## YOUR ASSIGNMENT
Only the lines from the line holding "point: tall lamp" through the final line of the entries below are to be returned, exactly as they stand.

## DATA
---------------

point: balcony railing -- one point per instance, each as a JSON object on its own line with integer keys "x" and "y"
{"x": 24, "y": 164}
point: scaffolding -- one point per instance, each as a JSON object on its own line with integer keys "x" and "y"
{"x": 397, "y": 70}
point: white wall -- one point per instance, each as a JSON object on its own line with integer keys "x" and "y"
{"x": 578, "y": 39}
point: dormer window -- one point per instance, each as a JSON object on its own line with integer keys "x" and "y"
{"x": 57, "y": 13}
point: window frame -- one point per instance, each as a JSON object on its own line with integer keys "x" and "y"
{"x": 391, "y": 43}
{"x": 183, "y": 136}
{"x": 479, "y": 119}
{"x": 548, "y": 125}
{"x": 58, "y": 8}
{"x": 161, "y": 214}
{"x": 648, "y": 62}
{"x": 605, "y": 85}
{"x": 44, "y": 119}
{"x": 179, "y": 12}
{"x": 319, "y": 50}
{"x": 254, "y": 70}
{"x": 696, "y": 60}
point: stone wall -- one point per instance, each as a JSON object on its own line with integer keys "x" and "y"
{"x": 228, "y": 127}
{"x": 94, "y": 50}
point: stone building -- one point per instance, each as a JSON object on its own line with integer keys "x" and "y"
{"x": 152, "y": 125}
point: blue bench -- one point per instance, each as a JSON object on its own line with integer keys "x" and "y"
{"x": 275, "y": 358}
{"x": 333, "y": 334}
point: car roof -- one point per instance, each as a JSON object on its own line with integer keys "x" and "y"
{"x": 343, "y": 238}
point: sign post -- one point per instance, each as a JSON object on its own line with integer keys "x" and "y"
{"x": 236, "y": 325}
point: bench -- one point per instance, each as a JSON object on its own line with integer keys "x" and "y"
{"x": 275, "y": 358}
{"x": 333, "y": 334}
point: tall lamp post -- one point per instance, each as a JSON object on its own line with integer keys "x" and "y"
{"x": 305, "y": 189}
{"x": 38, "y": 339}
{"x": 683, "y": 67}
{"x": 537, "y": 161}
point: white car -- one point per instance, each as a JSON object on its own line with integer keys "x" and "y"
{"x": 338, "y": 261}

---------------

## TASK SOLUTION
point: tall lamp post -- one point per instance, each as a JSON object on its own line with integer keys "x" and "y"
{"x": 305, "y": 189}
{"x": 38, "y": 339}
{"x": 683, "y": 67}
{"x": 537, "y": 161}
point: white car -- one point per instance, each as a JSON object on its own line with integer keys "x" and "y"
{"x": 338, "y": 261}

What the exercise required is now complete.